It’s been a few weeks now since we first wrapped our ears around Image And Egos, the latest album from The Meeck. But for that entire time, we’ve barely stopped listening. The album is rich with layered lyricism, blending well-thought-out concepts with textured instrumentation.
So we decided to dive a little deeper into all the album’s themes. Here’s The Meeck himself running you through the concepts and ideas behind each track on is new album.
Want to dig a little deeper on The Meeck’s new album, Image And Egos? Here’s a complete track-by-track run-down from the artist himself.
Image And Egos
Image and Egos was written one night after going to a gig where I overheard some other local musicians sitting in the audience belittling the quality of the act we had all come to see. I thought about how those people’s words could have really impacted the singer’s confidence and belief in herself and craft, if she had overheard them. It made me reflect on how important it was to not allow other people’s opinions and expectations of us to dictate what we believe we can and can’t achieve. The start of the writing process for Image and Egos was on the drive home, when the lyrics “Your image and egos fill up this room I can’t breath” suddenly popped into my head, becoming the first song I wrote for this album, as well as becoming a reference point for what I wanted to write about on this collection of songs.

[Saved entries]
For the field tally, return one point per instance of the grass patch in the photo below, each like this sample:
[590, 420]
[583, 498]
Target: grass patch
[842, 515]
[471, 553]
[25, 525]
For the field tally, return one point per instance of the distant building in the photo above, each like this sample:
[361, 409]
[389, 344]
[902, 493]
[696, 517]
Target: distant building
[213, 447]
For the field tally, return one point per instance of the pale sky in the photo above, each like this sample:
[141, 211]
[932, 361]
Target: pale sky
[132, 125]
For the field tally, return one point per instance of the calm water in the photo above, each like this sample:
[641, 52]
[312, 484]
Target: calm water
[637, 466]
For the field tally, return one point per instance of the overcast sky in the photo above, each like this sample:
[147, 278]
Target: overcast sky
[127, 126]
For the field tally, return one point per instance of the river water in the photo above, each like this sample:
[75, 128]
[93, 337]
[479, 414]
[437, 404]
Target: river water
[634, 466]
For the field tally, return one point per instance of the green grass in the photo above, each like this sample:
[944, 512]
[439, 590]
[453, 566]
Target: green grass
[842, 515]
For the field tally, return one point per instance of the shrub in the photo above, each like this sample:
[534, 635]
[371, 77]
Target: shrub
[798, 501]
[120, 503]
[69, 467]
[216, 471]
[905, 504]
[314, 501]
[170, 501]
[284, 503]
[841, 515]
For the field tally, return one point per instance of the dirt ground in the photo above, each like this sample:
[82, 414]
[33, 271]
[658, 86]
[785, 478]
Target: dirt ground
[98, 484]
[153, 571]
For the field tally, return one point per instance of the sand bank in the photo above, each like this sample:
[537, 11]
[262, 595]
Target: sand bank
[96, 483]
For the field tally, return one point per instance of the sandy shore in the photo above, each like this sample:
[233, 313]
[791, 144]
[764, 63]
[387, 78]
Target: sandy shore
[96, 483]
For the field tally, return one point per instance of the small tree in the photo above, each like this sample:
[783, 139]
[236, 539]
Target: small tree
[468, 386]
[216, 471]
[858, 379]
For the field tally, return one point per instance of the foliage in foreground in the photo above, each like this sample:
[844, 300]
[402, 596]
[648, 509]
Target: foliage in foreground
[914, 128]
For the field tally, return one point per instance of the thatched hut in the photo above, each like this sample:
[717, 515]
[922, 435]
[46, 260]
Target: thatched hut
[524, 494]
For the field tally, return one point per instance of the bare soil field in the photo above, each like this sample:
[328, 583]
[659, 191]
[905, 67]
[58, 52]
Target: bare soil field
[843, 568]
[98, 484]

To do:
1. Set down the passage of the Image And Egos article from "So we decided" up to and including "the artist himself.".
2. According to the Image And Egos article, which song was the first one The Meeck wrote for the album?
This listing was drawn from a separate source.

Solutions:
1.
So we decided to dive a little deeper into all the album’s themes. Here’s The Meeck himself running you through the concepts and ideas behind each track on is new album.
Want to dig a little deeper on The Meeck’s new album, Image And Egos? Here’s a complete track-by-track run-down from the artist himself.

2. Image and Egos